-- START OF DATA PROVIDED --

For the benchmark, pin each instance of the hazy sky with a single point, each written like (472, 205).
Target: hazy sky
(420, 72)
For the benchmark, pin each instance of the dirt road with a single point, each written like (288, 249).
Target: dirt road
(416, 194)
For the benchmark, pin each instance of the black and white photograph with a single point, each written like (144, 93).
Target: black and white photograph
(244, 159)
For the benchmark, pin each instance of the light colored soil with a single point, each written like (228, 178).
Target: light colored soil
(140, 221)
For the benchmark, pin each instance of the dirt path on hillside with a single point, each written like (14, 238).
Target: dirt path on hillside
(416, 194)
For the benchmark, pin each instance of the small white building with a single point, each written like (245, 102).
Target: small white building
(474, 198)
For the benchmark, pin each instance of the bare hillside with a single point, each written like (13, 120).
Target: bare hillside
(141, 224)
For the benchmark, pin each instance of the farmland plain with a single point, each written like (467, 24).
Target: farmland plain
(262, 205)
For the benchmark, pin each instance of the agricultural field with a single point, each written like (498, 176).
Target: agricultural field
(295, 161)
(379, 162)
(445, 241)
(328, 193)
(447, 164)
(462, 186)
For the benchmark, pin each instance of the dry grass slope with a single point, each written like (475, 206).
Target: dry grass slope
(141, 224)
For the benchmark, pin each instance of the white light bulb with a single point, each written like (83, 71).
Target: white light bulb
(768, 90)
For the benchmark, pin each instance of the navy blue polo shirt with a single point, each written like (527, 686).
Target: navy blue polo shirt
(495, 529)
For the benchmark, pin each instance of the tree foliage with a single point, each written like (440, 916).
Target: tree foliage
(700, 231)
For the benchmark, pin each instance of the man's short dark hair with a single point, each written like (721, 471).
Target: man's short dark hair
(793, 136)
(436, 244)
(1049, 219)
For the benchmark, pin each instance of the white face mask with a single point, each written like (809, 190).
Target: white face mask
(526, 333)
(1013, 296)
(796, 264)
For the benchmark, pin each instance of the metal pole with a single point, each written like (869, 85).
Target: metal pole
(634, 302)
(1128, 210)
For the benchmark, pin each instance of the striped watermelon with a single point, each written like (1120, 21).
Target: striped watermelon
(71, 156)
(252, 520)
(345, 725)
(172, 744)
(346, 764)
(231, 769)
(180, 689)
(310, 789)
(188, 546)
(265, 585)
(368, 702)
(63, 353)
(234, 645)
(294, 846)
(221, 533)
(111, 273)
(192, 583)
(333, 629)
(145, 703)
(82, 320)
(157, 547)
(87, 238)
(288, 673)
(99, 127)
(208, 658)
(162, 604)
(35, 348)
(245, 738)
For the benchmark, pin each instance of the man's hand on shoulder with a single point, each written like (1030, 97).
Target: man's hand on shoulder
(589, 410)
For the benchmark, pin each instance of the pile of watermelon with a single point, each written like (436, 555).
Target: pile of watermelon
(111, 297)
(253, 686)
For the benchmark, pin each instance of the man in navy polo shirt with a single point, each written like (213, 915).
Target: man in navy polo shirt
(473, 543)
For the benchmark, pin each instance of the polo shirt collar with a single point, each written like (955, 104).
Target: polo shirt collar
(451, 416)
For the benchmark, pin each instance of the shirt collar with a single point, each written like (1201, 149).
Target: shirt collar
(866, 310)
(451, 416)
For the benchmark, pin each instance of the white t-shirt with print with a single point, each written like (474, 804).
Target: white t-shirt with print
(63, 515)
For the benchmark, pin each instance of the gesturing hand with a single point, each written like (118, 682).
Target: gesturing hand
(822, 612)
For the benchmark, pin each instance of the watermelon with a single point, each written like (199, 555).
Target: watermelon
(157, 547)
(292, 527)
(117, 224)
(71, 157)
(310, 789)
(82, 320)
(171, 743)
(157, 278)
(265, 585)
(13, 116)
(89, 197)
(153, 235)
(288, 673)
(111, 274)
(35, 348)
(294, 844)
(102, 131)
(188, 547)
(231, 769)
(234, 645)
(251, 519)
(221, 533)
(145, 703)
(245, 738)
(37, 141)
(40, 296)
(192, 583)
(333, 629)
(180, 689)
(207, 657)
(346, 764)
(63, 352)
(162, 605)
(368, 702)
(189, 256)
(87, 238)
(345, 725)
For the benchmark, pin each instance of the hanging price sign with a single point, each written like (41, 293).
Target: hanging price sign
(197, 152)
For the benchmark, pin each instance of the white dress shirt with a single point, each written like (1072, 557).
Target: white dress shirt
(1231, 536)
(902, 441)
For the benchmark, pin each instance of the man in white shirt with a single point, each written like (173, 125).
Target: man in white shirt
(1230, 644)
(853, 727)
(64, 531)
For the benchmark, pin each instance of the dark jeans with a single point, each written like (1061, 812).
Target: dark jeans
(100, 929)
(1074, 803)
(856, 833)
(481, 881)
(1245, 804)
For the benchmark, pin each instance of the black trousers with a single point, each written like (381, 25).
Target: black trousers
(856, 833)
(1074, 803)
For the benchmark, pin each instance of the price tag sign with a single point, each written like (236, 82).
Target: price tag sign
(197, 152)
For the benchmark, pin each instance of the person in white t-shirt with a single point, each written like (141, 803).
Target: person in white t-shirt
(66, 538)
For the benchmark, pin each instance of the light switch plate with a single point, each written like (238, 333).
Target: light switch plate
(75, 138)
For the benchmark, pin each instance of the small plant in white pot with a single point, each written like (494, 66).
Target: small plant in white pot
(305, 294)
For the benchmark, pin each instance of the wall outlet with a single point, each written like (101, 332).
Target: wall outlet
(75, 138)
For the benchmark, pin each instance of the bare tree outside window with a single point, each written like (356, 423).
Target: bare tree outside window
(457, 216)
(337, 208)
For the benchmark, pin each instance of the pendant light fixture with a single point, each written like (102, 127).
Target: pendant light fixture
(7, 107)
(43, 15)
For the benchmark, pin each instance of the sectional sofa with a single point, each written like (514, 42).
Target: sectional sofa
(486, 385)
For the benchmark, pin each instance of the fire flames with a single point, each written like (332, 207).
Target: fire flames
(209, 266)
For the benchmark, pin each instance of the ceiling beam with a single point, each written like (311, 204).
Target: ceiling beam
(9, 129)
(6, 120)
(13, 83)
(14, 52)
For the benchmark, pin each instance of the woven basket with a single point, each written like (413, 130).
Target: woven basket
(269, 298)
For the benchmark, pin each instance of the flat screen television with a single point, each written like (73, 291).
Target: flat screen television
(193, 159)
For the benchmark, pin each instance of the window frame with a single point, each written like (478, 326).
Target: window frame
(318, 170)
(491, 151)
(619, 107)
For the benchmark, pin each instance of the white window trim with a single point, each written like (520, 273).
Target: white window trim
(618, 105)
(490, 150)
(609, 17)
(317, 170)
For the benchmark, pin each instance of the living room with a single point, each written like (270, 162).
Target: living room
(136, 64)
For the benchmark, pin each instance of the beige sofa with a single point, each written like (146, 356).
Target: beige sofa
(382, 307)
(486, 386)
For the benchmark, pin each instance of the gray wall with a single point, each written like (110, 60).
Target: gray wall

-- END OF DATA PROVIDED --

▶ **PROBLEM DESCRIPTION**
Swap "benchmark" for "evaluation" everywhere it occurs in the data above, and reproduce all the lines with nothing else changed.

▶ **RESPONSE FOR THIS EXERCISE**
For the evaluation, pin each instance of the hazy sky with a single point, each written like (472, 205).
Target: hazy sky
(420, 72)
For the evaluation, pin each instance of the dirt road with a single point, each written like (288, 249).
Target: dirt road
(416, 194)
For the evaluation, pin each instance of the black and white photograph with a single point, each written like (144, 93).
Target: black and white photograph
(244, 159)
For the evaluation, pin each instance of the light colored soil with a single point, each written like (228, 178).
Target: light colored soil
(140, 221)
For the evaluation, pin each instance of the dirt path on hillside with a single point, each written like (14, 238).
Target: dirt path on hillside
(416, 194)
For the evaluation, pin each instance of the small white building with a single point, each written like (245, 102).
Target: small white building
(474, 198)
For the evaluation, pin each instance of the bare hillside with a single point, each written like (13, 120).
Target: bare hillside
(141, 224)
For the evaluation, pin each instance of the farmland plain with a single point, each written like (467, 24).
Target: farmland plain
(262, 205)
For the evaluation, pin each instance of the agricultural field with a single point, each written like (498, 176).
Target: agricultural field
(295, 161)
(379, 162)
(445, 241)
(328, 193)
(447, 164)
(462, 186)
For the evaluation, pin each instance of the dry grass slope with a single point, each written like (475, 206).
Target: dry grass slope
(141, 224)
For the evaluation, pin each instance of the white light bulb with a single point, each written like (83, 71).
Target: white light bulb
(768, 90)
For the evaluation, pin each instance of the navy blue polo shirt with a single point, each written like (527, 686).
Target: navy blue polo shirt
(495, 529)
For the evaluation, pin each instance of the tree foliage with a single point, each written like (440, 916).
Target: tree foliage
(700, 231)
For the evaluation, pin each instance of the man's short dark hair with a single point, each written like (721, 471).
Target: man's short dark hair
(793, 136)
(436, 244)
(1049, 219)
For the evaluation, pin each instance of the white face mask with a single point, each written like (809, 190).
Target: white face mask
(526, 333)
(1013, 296)
(796, 264)
For the evaluation, pin each instance of the metal pole with a single point, each written like (869, 85).
Target: metal pole
(634, 302)
(1128, 210)
For the evaluation, pin each instance of the striped watermelon with a single point, each written like (1120, 21).
Target: striped watermelon
(71, 156)
(252, 520)
(345, 725)
(172, 744)
(346, 764)
(231, 769)
(180, 689)
(310, 789)
(188, 546)
(265, 585)
(368, 702)
(63, 353)
(234, 645)
(294, 846)
(221, 533)
(111, 273)
(192, 583)
(333, 629)
(145, 703)
(82, 320)
(157, 547)
(87, 238)
(288, 673)
(99, 127)
(208, 658)
(162, 604)
(35, 348)
(245, 738)
For the evaluation, pin each instance of the man's hand on shoulder with a single point, each written like (1030, 97).
Target: man's hand on shoulder
(589, 410)
For the evaluation, pin each instance of the pile of watermelon with a single point, each written like (436, 555).
Target: pile of watermelon
(111, 297)
(253, 686)
For the evaluation, pin each instance of the man in navy polo shirt with a single point, each written like (213, 915).
Target: man in navy polo shirt
(473, 543)
For the evaluation, pin each instance of the polo shirt collar with a single point, each written like (955, 104).
Target: polo shirt collar
(451, 416)
For the evaluation, pin each instance of the shirt collar with a single point, each written like (1201, 149).
Target: shirt collar
(866, 310)
(451, 416)
For the evaluation, pin each instance of the white t-shirt with print with a single point, each written like (474, 804).
Target: white t-shirt with print
(63, 515)
For the evaluation, pin each instance of the gesturing hand with a single point, each written like (118, 682).
Target: gesturing hand
(822, 612)
For the evaluation, pin each instance of the watermelon with a single point, each written like (199, 555).
Target: watermelon
(157, 547)
(292, 527)
(117, 224)
(71, 157)
(310, 789)
(82, 320)
(171, 743)
(157, 278)
(265, 585)
(13, 116)
(89, 197)
(153, 235)
(288, 673)
(111, 274)
(35, 348)
(294, 844)
(102, 131)
(188, 547)
(231, 769)
(234, 645)
(251, 519)
(221, 533)
(145, 703)
(245, 738)
(37, 141)
(40, 296)
(192, 583)
(333, 629)
(180, 689)
(207, 657)
(346, 764)
(63, 352)
(162, 605)
(368, 702)
(189, 256)
(87, 238)
(345, 725)
For the evaluation, pin each instance of the hanging price sign with a single point, each written like (41, 293).
Target: hanging price sign
(197, 152)
For the evaluation, pin each instance of the white dress shirt with a single point, each written like (1072, 557).
Target: white dress shirt
(1231, 536)
(902, 441)
For the evaluation, pin each instance of the man in white shirt with a single point, each written like (173, 125).
Target: man in white shirt
(1230, 644)
(853, 727)
(64, 531)
For the evaluation, pin each instance of the dark jeans with a single point, each written like (1061, 812).
Target: dark jeans
(100, 929)
(1074, 803)
(856, 833)
(481, 881)
(1245, 804)
For the evaluation, pin each instance of the black trousers with a single point, each written like (381, 25).
Target: black trousers
(856, 833)
(1074, 803)
For the evaluation, pin each instance of the price tag sign with a single point, each written like (236, 82).
Target: price tag sign
(197, 152)
For the evaluation, pin each instance of the person in white t-shirt with a single point, each written like (141, 803).
Target: person in white t-shirt
(66, 538)
For the evaluation, pin each instance of the light switch plate with a single point, each written like (238, 333).
Target: light switch plate
(75, 138)
For the evaluation, pin each instance of the small plant in white pot with a single point, each written like (494, 66).
Target: small plant in white pot
(305, 294)
For the evaluation, pin each instance of the wall outlet with a single point, each written like (101, 332).
Target: wall outlet
(75, 138)
For the evaluation, pin each instance of the bare tree outside window with a single point, each written like (356, 423).
Target: bare tree outside window
(457, 216)
(337, 208)
For the evaluation, pin each instance of the pendant light fixture with a single point, each written like (102, 127).
Target: pendant light fixture
(7, 107)
(43, 15)
For the evaluation, pin each instance of the sectional sofa with a single point, each written like (514, 42).
Target: sectional sofa
(486, 385)
For the evaluation, pin each instance of the fire flames with a single point, each written like (332, 207).
Target: fire flames
(209, 266)
For the evaluation, pin each instance of the ceiling beam with a single point, each written like (311, 204).
Target: ceiling beam
(9, 129)
(6, 120)
(13, 83)
(14, 52)
For the evaluation, pin each instance of the woven basket with a single point, each written like (413, 130).
Target: woven basket
(269, 298)
For the evaluation, pin each instance of the flat screen television with a single point, each written like (73, 291).
Target: flat screen television
(193, 159)
For the evaluation, pin each instance of the window frame with a single point, each written like (478, 326).
Target: window frame
(318, 170)
(491, 151)
(619, 107)
For the evaluation, pin each instance of the white window trim with a single point, each written like (520, 273).
Target: white window trim
(618, 105)
(490, 150)
(609, 17)
(317, 170)
For the evaluation, pin each instance of the living room with a single point, each written like (270, 162).
Target: living room
(136, 64)
For the evaluation, pin each instance of the beige sofa with a single point, each written like (146, 356).
Target: beige sofa
(382, 307)
(486, 386)
For the evaluation, pin each instance of the gray wall with a single point, each written like (110, 60).
Target: gray wall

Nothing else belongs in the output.